- **WORK INSTRUCTION**: Repeat the records word for word, excluding any picture.
'''
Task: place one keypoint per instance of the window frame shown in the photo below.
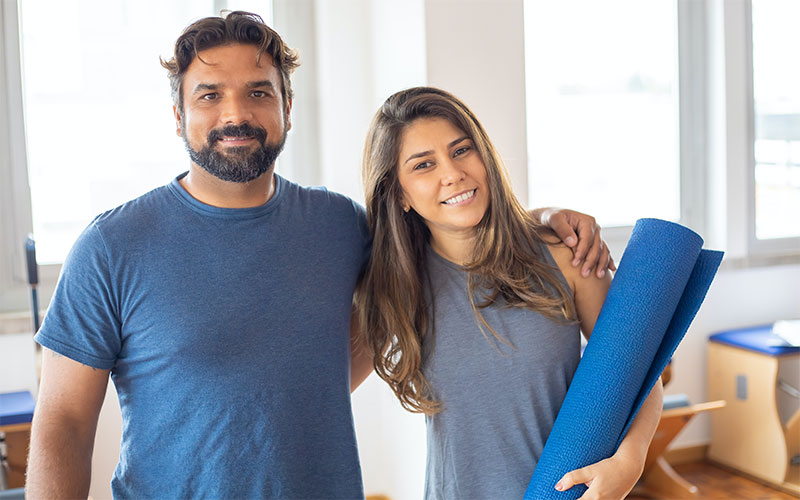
(772, 247)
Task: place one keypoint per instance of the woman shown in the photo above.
(472, 309)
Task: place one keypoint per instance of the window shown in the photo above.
(602, 97)
(776, 93)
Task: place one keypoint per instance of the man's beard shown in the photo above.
(237, 164)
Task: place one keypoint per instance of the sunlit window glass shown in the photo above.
(602, 98)
(98, 110)
(776, 90)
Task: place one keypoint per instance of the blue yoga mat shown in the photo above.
(662, 279)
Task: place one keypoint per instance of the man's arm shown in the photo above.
(361, 364)
(581, 233)
(63, 430)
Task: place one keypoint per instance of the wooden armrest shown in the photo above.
(690, 410)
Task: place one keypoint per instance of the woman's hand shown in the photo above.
(609, 479)
(581, 233)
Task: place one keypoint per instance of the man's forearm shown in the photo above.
(60, 460)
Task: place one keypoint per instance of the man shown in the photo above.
(220, 305)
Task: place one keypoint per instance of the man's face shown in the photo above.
(234, 120)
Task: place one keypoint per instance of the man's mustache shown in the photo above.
(243, 130)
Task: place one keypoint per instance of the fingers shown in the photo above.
(578, 476)
(588, 234)
(593, 256)
(604, 262)
(559, 223)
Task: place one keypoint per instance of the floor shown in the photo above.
(714, 482)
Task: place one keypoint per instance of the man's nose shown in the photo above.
(235, 110)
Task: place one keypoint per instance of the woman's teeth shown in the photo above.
(459, 198)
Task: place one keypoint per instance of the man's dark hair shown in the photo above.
(236, 27)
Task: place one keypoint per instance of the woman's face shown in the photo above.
(442, 176)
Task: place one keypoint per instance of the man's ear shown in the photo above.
(404, 203)
(178, 123)
(289, 115)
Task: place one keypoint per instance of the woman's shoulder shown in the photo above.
(562, 255)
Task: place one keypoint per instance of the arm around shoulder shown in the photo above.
(63, 430)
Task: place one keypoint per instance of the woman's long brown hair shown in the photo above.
(507, 259)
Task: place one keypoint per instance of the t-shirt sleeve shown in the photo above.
(82, 322)
(365, 239)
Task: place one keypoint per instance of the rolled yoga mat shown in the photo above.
(662, 279)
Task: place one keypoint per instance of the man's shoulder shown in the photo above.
(150, 203)
(322, 199)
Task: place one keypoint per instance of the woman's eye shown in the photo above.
(424, 164)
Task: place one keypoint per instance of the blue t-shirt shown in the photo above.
(227, 335)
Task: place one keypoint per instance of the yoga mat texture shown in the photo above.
(661, 281)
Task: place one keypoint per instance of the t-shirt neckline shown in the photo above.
(227, 213)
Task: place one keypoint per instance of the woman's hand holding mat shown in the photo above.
(662, 279)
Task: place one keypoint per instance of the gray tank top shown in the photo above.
(499, 402)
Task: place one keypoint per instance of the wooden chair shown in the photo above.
(659, 479)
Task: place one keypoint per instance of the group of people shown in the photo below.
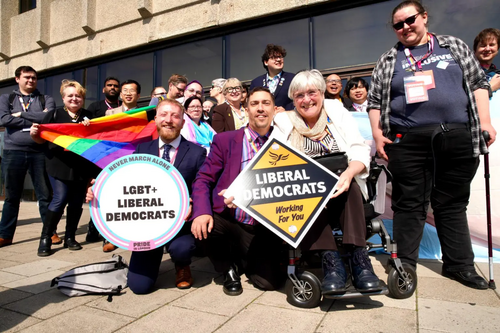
(428, 106)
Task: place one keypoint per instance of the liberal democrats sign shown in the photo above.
(283, 189)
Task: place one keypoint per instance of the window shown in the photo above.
(354, 36)
(246, 48)
(25, 5)
(138, 68)
(200, 61)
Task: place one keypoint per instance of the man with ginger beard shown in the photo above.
(187, 158)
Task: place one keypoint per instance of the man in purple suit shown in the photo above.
(234, 238)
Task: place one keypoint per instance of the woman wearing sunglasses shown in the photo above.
(231, 115)
(428, 104)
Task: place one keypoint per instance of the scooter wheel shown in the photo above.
(398, 288)
(309, 293)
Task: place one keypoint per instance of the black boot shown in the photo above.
(232, 282)
(72, 219)
(49, 225)
(364, 279)
(335, 276)
(93, 235)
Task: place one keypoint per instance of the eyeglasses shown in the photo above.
(196, 92)
(409, 21)
(310, 93)
(129, 91)
(233, 89)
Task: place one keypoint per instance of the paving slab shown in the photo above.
(203, 264)
(142, 304)
(358, 317)
(49, 304)
(7, 263)
(446, 316)
(82, 319)
(386, 301)
(452, 291)
(212, 299)
(34, 284)
(174, 319)
(200, 280)
(11, 295)
(260, 318)
(38, 267)
(14, 322)
(6, 277)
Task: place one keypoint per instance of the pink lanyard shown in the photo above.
(411, 59)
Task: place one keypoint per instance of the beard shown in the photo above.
(168, 135)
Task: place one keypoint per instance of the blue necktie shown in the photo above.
(166, 150)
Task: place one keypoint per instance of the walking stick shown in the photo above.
(491, 283)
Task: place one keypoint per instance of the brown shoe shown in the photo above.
(56, 239)
(108, 247)
(183, 278)
(5, 242)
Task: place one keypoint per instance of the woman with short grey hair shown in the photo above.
(318, 127)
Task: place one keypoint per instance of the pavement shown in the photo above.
(29, 304)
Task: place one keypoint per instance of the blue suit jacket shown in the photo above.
(220, 169)
(188, 160)
(281, 92)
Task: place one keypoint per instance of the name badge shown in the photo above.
(442, 64)
(428, 78)
(415, 89)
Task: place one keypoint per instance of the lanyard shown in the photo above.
(25, 107)
(322, 142)
(109, 105)
(252, 142)
(411, 59)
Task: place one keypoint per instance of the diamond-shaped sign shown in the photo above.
(283, 189)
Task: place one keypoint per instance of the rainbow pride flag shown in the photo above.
(106, 138)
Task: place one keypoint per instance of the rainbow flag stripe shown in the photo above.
(106, 138)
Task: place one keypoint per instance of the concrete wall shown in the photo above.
(61, 32)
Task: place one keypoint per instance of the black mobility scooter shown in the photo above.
(303, 288)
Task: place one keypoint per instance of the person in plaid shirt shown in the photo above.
(431, 91)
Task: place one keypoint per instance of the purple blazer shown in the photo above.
(219, 170)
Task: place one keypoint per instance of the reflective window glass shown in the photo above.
(94, 88)
(245, 48)
(353, 36)
(462, 18)
(200, 61)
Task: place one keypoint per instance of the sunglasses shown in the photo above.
(409, 21)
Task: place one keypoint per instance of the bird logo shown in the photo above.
(276, 158)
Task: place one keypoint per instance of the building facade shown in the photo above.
(148, 40)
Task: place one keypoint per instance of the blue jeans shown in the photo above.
(71, 193)
(15, 164)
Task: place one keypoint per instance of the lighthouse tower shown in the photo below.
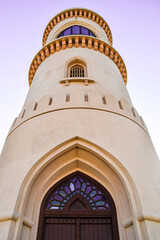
'''
- **OUTPUT BELOW**:
Task: place one keypoint per instance of the window frame shown in the photo below.
(772, 247)
Task: place one keypoint per instance of the woman shown in the photo above.
(472, 309)
Task: place one keypoint per instance of the window shown in the photo above.
(602, 97)
(776, 93)
Task: place one keypoint per instance of the man's beard shown in the photo above.
(237, 164)
Task: place one keypoint per instance of the sunlit window glass shown in the photo above.
(602, 98)
(98, 110)
(776, 90)
Task: place one keypoint per instance of the blue yoga mat shown in the photo above.
(662, 279)
Task: place one keypoint per instance of the man's arm shown in the photo above.
(361, 364)
(581, 233)
(63, 430)
Task: place one keypoint per instance of the wooden armrest shown in the photo above.
(690, 410)
Task: place one keypoint per instance of the woman's hand shown in the photo above.
(609, 479)
(581, 233)
Task: place one keypoint per instance of the man's forearm shown in the photo above.
(60, 460)
Task: place one keypoint per instance of the man shown in the photo above.
(220, 305)
Task: place one keypoint per instance of the man's face shown in the photo above.
(234, 120)
Task: place one keypoint per instance of the man's mustache shown in the photo above.
(243, 130)
Task: place one keypoint per instance of the fingers shown in the photo above.
(578, 476)
(588, 234)
(593, 256)
(604, 262)
(559, 223)
Task: place one keypoint per instance of the floor shown in the photo above.
(714, 482)
Task: place one keypoint per instance of the man's nose shown in the photo above.
(235, 110)
Task: place one keypoint per instance of the woman's teeth shown in the photo above.
(459, 198)
Task: place one keypoint per instance of the man's dark hair shown in the photo above.
(236, 27)
Task: place one keypoint per instance of the woman's face shown in the photo above.
(442, 176)
Task: place one keypoint per instance of the man's ear shown in the photo above.
(404, 203)
(178, 123)
(289, 115)
Task: place one keypoint per instance of the woman's shoulder shown in the photo above.
(562, 255)
Task: place one keypoint per instance of the arm around shoulder shown in the photo above.
(63, 430)
Task: place one keypoint per instance of the woman's long brown hair shown in the photo above.
(507, 259)
Task: place one keypoint per instance of the t-shirt sleeve shown in the photo above.
(82, 322)
(365, 239)
Task: place one keypoint per instance of the rolled yoga mat shown in the photo above.
(662, 279)
Task: place one keypoint per instance of the man's shoulder shown in the photo above.
(150, 203)
(322, 199)
Task: place one keypoint per instance of the woman's eye shown in the photo above.
(424, 164)
Task: place one keypoint per instance of the blue t-shirt shown in the photo above.
(227, 335)
Task: place one keypoint per instance of the yoga mat texture shown in the photo above.
(661, 281)
Task: place one keypoint per instance of the t-shirt neckline shown in the photo above.
(227, 213)
Task: place one keypoint per instance of the woman's hand holding mat shown in the photo above.
(662, 279)
Task: place one keypoint per instance of the gray tank top shown in the photo above.
(499, 402)
Task: place one keypoint per instance of the wooden chair shown in the photo above.
(659, 479)
Task: place one keypoint per instance of the group of people shown in the photo below.
(428, 106)
Task: place one keypoint per instance of the liberal democrats sign shown in the photo above.
(283, 189)
Task: place one keypoint per instance of the window shown in the photo above.
(354, 36)
(246, 48)
(25, 5)
(138, 68)
(200, 61)
Task: place one keypoint per instance of the man with ginger beard shown in the photo above.
(187, 158)
Task: place one keypoint per instance of the man in purple suit shown in the photo above.
(234, 238)
Task: place one keypoint per instance of the woman wearing sunglasses shown in the photo above.
(231, 115)
(428, 104)
Task: place one keypoint per instance of the scooter wheel shown in the photo above.
(398, 288)
(309, 293)
Task: place one keypoint per instance of the black boot shown in the photo above.
(232, 282)
(72, 219)
(49, 225)
(364, 279)
(335, 276)
(93, 235)
Task: place one keypoint per instance of the eyeglasses shown in the photo above.
(196, 92)
(409, 21)
(310, 93)
(129, 91)
(233, 89)
Task: place one keypoint per instance of the paving slab shown in the photo above.
(203, 264)
(142, 304)
(358, 317)
(49, 304)
(7, 263)
(446, 316)
(82, 319)
(386, 301)
(452, 291)
(212, 299)
(34, 284)
(174, 319)
(200, 280)
(11, 295)
(260, 318)
(38, 267)
(14, 322)
(6, 277)
Task: place one keypoint per instance of the pink lanyard shown in the photo above.
(411, 59)
Task: place one keypoint per instance of the beard shown in the photo above.
(168, 135)
Task: place one keypoint per instance of the blue necktie shown in the photo above.
(166, 150)
Task: place one keypoint per instance of the walking stick shown in the photo above.
(491, 283)
Task: place one keypoint per instance of the brown shoe shown in the photo above.
(56, 239)
(108, 247)
(183, 278)
(5, 242)
Task: place one keypoint per instance of the woman with short grey hair shown in the photo above.
(318, 127)
Task: place one keypoint per instance of the pavement shown in the photo above.
(29, 304)
Task: place one keypoint per instance of the blue suit jacket shown in the photo above.
(220, 169)
(188, 160)
(281, 92)
Task: place one keypoint per instance of the name badge shown in the photo above.
(442, 64)
(428, 78)
(415, 89)
Task: place one keypoint per instance of the lanyard shown in the photo above.
(25, 107)
(322, 142)
(109, 105)
(252, 142)
(411, 59)
Task: place one keypoint per instance of the diamond-shaped sign shown in the photo above.
(283, 189)
Task: place one keypoint per instance of the rainbow pride flag shown in the photo above.
(106, 138)
Task: place one keypoint per instance of the rainbow flag stripe shown in the photo above.
(106, 138)
Task: place one keypoint per instance of the concrete wall shown in the photo above.
(61, 32)
Task: place one keypoint per instance of the black mobility scooter shown in the photo above.
(303, 288)
Task: place one keypoint per instance of the person in plaid shirt shown in the photo above.
(431, 91)
Task: place one keypoint per instance of the purple blazer shown in the photo above.
(219, 170)
Task: place one keypoint per instance of the reflective window glass shown in the photo above.
(94, 88)
(245, 48)
(353, 36)
(462, 18)
(200, 61)
Task: place one keypoint per instance of the sunglasses shown in the photo above.
(409, 21)
Task: place one keypoint per instance of the bird logo shown in the photo above.
(276, 158)
Task: place one keypoint per instance of the building facade shown in the photo above.
(148, 40)
Task: place one keypoint per instance of the blue jeans shown in the photo above.
(71, 193)
(15, 164)
Task: place one keypoint per instance of the lighthouse tower shown in the photo below.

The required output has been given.